EXTRAIT DE PAGE |
Je connais l'état dont tu parles, il m'accable souvent. Il y a le sentiment que le pire est à venir, paralysant, un sentiment de délitement (comment ça s'écrit?) épuisant. Et puis cette absence d'énergie, cette envie de dormir, tout le temps, cette incapacité à se sentir reposée, pourtant. Pour ma part, une perte de sens totale. Je suis d'accord, les petits bonheurs sont trop fugitifs pour conjurer cela. J'ai 42 ans, un boulot qui n'a plus de sens à mes yeux mais dont je suis consciente qu'il est enviable, un homme que j'aime (et qui m'aime je crois), mais rien ne vient estomper ce mal-être. Je comprendrais que tu ne mettes pas mon commentaire en ligne, franchement je ne vois pas à quoi il sert, il ne t'aide en rien et j'en suis désolée. Comme tu le dis, même la personne que l'on aime reste impuissante face à notre état, alors qui suis-je pour prétendre te soulager? Il faudrait arriver à fuir hors de soi, peut-être, mais même se détourner de soi est difficile. J'admire et j'envie les gens qui ont la capacité à être heureux. Bien à toi.
Cette sensation là, elle a été déposée en moi lors du décès de ma maman. Je l'ai cachée fort longtemps et puis… j'ai eu des enfants et c'est là que je me suis rendue compte de l'abandon et du vide que son départ avait occasionné. Je me suis prise ça en plein visage et j'ai commencé à flipper. Pour ma santé, de ne pas voir grandir mes enfants, de les abandonner, d'être un poids et c'est là aussi que je me suis rendue compte que ça me casserait bien les pieds (pour être polie) de ne pas continuer à voir évoluer les gens que j'aime. Je n'ai en soit pas peur de partir, mais j'ai peur du comment et puis j'ai pas envie d'abord !
Mais si j'ai tellement peur, c'est parce que j'ai une vie que j'aime. J'ai peur de l'avouer, j'ai peur de dire "je suis heureuse" parce que j'ai peur d'un retour de bâton, j'ai peur qu'une tumeur ne me pousse et me terrasse alors que je suis bien.

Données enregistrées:
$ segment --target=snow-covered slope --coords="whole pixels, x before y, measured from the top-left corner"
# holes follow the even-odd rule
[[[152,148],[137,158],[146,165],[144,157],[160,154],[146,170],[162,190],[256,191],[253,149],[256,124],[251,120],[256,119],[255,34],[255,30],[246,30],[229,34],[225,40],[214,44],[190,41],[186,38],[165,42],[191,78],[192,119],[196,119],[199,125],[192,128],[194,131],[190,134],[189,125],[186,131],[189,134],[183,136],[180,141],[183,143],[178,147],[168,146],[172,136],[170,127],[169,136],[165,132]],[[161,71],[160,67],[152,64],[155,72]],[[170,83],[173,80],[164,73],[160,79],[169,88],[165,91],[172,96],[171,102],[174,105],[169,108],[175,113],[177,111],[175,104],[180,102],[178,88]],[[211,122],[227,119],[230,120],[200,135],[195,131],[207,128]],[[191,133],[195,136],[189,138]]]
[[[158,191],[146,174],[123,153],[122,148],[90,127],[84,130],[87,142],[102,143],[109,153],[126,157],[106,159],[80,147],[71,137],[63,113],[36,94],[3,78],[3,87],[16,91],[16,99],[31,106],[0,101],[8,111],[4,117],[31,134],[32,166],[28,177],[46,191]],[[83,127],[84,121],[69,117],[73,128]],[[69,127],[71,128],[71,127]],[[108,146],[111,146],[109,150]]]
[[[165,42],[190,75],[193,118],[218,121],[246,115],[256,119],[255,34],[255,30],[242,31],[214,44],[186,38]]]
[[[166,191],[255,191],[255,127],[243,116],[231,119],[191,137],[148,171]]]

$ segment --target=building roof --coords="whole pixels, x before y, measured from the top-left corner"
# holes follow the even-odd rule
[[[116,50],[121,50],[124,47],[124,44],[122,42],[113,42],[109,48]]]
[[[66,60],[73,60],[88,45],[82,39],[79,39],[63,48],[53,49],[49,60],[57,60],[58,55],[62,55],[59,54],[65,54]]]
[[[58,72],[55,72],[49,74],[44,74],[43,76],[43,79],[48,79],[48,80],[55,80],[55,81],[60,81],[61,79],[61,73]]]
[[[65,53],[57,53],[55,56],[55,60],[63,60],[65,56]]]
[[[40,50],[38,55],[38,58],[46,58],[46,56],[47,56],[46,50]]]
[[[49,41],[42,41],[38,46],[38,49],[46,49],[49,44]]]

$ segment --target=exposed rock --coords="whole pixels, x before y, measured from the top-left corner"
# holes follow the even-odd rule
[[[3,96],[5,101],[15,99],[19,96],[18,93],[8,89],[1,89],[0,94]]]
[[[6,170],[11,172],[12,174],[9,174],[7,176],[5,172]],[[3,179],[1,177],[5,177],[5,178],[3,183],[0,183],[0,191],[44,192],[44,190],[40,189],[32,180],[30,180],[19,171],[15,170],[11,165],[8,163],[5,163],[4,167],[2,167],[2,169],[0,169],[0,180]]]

CONSIGNES DE L'EXERCICE |
(A) Transcrivez fidèlement le passage de l'extrait de page qui s'ouvre sur les mots contenant « Cette sensation là, elle » et se clôt sur « je suis bien. ».
(B) Dans le paragraphe de l'extrait de page qui commence par « Mais si j'ai tellement peur », relevez chacune des choses dont la personne qui écrit dit avoir peur.

RÉPONSES PAR CONSIGNE |
(A)
Cette sensation là, elle a été déposée en moi lors du décès de ma maman. Je l'ai cachée fort longtemps et puis… j'ai eu des enfants et c'est là que je me suis rendue compte de l'abandon et du vide que son départ avait occasionné. Je me suis prise ça en plein visage et j'ai commencé à flipper. Pour ma santé, de ne pas voir grandir mes enfants, de les abandonner, d'être un poids et c'est là aussi que je me suis rendue compte que ça me casserait bien les pieds (pour être polie) de ne pas continuer à voir évoluer les gens que j'aime. Je n'ai en soit pas peur de partir, mais j'ai peur du comment et puis j'ai pas envie d'abord !
Mais si j'ai tellement peur, c'est parce que j'ai une vie que j'aime. J'ai peur de l'avouer, j'ai peur de dire "je suis heureuse" parce que j'ai peur d'un retour de bâton, j'ai peur qu'une tumeur ne me pousse et me terrasse alors que je suis bien.

(B)
- l'avouer
- dire « je suis heureuse »
- un retour de bâton
- qu'une tumeur ne lui pousse et ne la terrasse alors qu'elle est bien